■ **WHAT IS BEING ASKED**:
Exactly as written, copy the lines that run from the start of the data below to the line containing "column 810, row 752", both ends included.

■ **EXCERPTED RECORDS**:
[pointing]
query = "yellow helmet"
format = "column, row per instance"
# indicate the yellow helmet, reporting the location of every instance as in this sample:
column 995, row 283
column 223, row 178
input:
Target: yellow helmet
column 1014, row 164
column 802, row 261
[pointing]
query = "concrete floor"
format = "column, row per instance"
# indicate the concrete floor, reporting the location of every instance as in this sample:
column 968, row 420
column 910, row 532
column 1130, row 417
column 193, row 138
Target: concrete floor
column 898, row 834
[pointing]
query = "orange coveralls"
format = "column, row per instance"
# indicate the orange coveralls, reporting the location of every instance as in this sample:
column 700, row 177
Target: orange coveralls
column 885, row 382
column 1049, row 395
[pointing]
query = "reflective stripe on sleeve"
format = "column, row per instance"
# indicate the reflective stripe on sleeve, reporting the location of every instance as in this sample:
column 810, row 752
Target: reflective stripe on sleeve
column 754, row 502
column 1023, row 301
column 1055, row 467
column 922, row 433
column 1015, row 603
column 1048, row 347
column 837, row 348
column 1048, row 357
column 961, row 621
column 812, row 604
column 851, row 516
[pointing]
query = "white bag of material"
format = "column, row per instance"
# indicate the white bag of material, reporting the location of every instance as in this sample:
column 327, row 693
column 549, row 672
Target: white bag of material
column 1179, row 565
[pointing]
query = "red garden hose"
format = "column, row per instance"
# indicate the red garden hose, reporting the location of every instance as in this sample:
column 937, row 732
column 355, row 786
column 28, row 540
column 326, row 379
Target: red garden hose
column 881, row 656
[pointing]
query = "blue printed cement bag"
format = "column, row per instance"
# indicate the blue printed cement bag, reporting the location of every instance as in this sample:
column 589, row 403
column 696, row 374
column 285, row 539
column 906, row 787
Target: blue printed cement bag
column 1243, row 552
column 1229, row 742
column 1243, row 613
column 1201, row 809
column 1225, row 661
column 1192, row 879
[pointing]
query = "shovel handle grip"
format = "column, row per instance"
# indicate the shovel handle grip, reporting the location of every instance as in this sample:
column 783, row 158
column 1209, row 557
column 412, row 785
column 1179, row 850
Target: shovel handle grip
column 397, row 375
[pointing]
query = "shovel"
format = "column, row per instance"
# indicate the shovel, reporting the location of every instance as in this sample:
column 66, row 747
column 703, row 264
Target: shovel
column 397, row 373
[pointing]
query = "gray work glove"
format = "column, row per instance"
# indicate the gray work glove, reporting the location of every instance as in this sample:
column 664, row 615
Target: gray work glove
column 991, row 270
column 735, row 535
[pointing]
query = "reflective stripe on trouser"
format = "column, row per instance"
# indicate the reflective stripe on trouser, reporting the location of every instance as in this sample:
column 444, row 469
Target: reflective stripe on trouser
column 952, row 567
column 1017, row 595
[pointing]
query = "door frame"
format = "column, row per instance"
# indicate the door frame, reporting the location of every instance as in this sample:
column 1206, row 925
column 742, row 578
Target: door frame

■ **ANSWER BOX**:
[pointing]
query = "yellow helmet"
format = "column, row per instance"
# indicate the yellow helmet, reporting the location of every instance as in this sample:
column 995, row 283
column 223, row 178
input:
Target: yellow helmet
column 1014, row 164
column 802, row 261
[pointing]
query = "concrete floor"
format = "column, row per instance"
# indicate the concrete floor, reporting the location of every instance as in this sample:
column 968, row 420
column 910, row 532
column 1130, row 417
column 193, row 138
Target: concrete floor
column 898, row 834
[pointing]
query = "orange coveralls"
format = "column, row per instance"
# indicate the orange coveralls, reporting the location of every instance as in this sample:
column 700, row 177
Target: orange coveralls
column 885, row 382
column 1049, row 395
[pointing]
query = "reflective stripe on sleeve"
format = "column, row per instance"
# indicate the reflective stripe on sleeve, reporting the location of every instance as in this sample:
column 810, row 752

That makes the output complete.